Creato il 09 novembre 2011 da Onesto_e_spietato @OnestoeSpietato

# 2 – Speciale Ben Stiller: “Giovani, carini e disoccupati” – la recensione

Lelaina è la ribelle assistente di studio di un programma Tv, Vickie fa la commessa in un negozietto di vestiti, Troy è disoccupato e passa le giornate a cazzeggiare, Sammy non sa come dire ai suoi che è gay. Quattro amici, quattro storie intrecciate verso la ricerca di un’identità propria in un mondo che ti lascia a piedi subito dopo la laurea…

Film d’esordio alla regia di Ben Stiller, Giovani, carini e disoccupati (del 1994 e prodotto da Danny DeVito) è un buon film, pur con tutte le smagliature di un’opera prima che non ha il coraggio di gettare il cuore oltre l’ostacolo. La pellicola infatti si stronca in due: la prima parte originale e pimpante, la seconda banalotta e farfallona.

Pur non rinunciando ai soliti stereotipi americani (sex and drugs, il timore dell’Aids, il fast food, ecc.), Ben Stiller riesce a tracciare con mano leggera il profilo di una generazione allo sbando e senza futuro, di quelle, proprio come accade oggi, che dopo la laurea si trovano in un vicolo cieco. Un generazione che vorrebbe spaccare tutto e cambiare il mondo, ma la ricetta non è a portata di mano. E quindi ci s’arrangia con il posto da commessa o benzinaia, saltando da un licenziamento all’altro.

• Voci per l'etichettatura dei contorni:
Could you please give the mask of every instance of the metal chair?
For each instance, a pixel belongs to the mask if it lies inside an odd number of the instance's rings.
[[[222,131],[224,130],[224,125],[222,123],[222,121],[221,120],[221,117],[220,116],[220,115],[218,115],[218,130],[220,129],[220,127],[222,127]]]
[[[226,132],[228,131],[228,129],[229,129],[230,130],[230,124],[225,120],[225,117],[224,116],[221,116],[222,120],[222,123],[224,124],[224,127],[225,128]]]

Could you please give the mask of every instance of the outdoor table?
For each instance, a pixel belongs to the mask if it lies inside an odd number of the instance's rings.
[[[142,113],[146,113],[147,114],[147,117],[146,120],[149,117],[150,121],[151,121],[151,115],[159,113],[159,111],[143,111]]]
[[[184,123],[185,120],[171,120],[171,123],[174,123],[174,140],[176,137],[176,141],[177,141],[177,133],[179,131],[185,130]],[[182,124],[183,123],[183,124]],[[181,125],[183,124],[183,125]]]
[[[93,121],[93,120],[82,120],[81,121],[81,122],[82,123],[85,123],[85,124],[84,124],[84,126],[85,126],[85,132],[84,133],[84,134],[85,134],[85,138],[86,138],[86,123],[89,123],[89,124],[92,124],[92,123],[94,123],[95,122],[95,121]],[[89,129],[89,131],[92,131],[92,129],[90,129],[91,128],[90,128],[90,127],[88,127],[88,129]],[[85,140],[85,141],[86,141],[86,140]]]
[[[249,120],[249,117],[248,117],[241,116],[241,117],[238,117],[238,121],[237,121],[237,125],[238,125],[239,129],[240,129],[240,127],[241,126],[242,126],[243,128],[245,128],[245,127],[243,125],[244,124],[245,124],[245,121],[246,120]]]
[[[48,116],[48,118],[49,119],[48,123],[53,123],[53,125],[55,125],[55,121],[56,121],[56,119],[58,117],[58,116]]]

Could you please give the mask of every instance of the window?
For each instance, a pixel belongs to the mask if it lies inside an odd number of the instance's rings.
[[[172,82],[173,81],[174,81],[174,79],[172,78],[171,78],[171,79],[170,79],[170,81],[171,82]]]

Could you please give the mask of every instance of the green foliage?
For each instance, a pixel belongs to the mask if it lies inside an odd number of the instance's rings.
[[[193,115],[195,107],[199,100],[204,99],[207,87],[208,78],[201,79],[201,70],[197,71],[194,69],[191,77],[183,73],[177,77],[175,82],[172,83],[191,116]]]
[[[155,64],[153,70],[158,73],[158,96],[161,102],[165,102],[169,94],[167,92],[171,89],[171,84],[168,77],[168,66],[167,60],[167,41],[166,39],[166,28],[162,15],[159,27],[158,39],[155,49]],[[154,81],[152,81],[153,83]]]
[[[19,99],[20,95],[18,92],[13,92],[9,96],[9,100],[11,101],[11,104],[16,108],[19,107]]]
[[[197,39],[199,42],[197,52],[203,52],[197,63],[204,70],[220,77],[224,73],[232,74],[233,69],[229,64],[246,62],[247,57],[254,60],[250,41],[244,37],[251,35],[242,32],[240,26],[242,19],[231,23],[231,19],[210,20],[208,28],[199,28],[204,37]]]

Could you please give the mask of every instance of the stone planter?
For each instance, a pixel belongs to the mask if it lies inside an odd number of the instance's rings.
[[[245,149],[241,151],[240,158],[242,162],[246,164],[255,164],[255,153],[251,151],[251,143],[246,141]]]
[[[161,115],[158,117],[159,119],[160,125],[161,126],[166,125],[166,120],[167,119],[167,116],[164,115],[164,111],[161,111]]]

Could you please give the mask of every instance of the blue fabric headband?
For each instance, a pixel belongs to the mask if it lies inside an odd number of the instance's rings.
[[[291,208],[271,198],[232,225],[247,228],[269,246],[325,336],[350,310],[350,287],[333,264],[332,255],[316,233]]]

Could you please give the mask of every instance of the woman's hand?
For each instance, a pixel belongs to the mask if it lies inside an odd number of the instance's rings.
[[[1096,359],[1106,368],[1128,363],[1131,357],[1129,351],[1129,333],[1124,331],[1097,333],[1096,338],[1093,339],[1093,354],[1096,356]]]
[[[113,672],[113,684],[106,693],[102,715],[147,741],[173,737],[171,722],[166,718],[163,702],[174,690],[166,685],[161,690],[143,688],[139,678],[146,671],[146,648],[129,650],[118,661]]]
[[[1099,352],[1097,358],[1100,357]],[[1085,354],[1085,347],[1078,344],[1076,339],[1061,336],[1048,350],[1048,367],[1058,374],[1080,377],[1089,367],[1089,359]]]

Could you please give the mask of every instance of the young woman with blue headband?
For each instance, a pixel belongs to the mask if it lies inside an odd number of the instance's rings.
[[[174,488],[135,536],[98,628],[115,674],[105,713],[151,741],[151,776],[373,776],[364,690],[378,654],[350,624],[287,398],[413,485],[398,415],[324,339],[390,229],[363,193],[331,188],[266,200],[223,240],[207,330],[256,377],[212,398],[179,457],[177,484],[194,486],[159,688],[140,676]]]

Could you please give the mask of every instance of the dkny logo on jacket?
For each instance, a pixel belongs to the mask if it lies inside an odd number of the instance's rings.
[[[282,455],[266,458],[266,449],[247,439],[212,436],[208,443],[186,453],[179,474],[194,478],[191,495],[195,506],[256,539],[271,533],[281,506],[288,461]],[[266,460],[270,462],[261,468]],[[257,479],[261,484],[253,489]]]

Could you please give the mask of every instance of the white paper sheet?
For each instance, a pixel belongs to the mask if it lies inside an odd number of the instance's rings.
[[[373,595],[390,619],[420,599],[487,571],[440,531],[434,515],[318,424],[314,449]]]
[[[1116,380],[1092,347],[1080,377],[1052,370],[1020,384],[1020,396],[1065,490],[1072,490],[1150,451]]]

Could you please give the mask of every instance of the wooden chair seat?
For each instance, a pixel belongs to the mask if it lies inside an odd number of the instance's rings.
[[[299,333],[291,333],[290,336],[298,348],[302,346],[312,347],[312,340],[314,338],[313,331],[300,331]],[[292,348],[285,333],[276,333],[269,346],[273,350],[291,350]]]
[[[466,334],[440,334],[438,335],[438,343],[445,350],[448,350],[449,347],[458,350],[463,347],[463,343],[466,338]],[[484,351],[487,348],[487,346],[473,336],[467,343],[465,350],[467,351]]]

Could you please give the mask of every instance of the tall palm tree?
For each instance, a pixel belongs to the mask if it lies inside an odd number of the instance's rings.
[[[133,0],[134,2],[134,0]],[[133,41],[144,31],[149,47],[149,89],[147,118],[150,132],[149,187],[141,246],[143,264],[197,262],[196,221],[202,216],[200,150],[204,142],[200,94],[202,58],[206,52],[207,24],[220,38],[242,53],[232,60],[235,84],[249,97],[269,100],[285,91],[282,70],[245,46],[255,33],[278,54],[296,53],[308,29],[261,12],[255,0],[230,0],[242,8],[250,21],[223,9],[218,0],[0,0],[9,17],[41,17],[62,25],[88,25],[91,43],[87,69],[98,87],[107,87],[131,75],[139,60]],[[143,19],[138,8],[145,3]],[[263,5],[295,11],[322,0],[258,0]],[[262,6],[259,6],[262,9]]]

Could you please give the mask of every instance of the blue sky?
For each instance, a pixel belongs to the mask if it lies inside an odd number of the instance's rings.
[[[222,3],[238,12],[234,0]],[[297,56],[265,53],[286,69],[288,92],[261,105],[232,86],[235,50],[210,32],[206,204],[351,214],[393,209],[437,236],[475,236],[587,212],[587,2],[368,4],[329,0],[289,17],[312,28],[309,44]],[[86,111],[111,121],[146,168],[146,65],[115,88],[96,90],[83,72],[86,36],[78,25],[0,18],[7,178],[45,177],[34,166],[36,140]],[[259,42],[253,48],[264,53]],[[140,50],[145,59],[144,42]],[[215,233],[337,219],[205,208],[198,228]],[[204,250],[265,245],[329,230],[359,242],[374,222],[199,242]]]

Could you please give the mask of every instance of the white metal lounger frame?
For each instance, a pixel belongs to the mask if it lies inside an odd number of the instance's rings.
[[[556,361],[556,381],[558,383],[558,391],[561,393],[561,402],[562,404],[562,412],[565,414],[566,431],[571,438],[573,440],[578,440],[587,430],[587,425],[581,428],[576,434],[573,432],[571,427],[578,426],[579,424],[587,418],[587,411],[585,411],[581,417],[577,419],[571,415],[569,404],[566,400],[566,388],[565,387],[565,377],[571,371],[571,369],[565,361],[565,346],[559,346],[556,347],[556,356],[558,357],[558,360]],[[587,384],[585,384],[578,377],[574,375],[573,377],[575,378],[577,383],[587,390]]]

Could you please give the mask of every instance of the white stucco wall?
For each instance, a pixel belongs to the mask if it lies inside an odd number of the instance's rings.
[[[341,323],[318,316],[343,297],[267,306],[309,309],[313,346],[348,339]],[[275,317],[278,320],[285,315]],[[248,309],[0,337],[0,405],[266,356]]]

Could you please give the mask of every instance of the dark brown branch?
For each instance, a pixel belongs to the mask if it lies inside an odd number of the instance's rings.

• Azioni richieste:
1. Riscrivi in forma di elenco il paragrafo della recensione che comincia con «Pur non rinunciando ai soliti stereotipi americani». Conserva i fatti principali.
2. Riprendi la recensione del film e proseguila dal punto in cui si ferma.

• Risposte per compito:
1.
- Ben Stiller non rinuncia ai soliti stereotipi americani, come sesso e droga, il timore dell'Aids e il fast food.
- Con mano leggera traccia il profilo di una generazione allo sbando e senza futuro. Come accade anche oggi, questa generazione si trova in un vicolo cieco dopo la laurea.
- È una generazione che vorrebbe spaccare tutto e cambiare il mondo, ma non ha la ricetta a portata di mano.
- Si arrangia quindi con il posto da commessa o da benzinaia e salta da un licenziamento all'altro.

2.
La regia, quanto meno nella prima parte, è ben ritmata. I movimenti della mdp creano respiro scattoso da videoclip al neon molto anni Novanta. Dominano le sequenze musicali, trascinate al guinzaglio da grandi hit come My Sharona dei The Knack, When you come back to me degli World Party e All I want is you degli U2. Il montaggio funziona, intervallando la linea narrativa con brandelli di amatoriali e traballanti riprese di un filmino girato da Lelaina e con sgranate e flashanti immagini televisive. La frammentarietà del montaggio corrisponde al caos interiore vissuto dai protagonisti.

Ma alla lunga il film s’adagia sulla love story da quattro soldi. Ben Stiller si fa melodrammatico, lasciando in secondo piano quella che invece era la vera fonte d’interesse del film: lo spaccato di una generazione divisa tra irraggiungibile sogno e triste realtà.

La prova del cast artistico è genuina, frizzante, da promuovere a pieni voti. Spicca la performance di Winona Ryder, bella, comica, peperina, acqua e sapone; al suo fianco Ethan Hawke, che non è solamente il solito bello impossibile col capello lungo, unto e bisunto.

Insomma, un film godibile, piacevole, che, pur con le sue pecche, è perfetto per una serata tra amici. Ovviamente giovani, carini e, possibilmente, non disoccupati.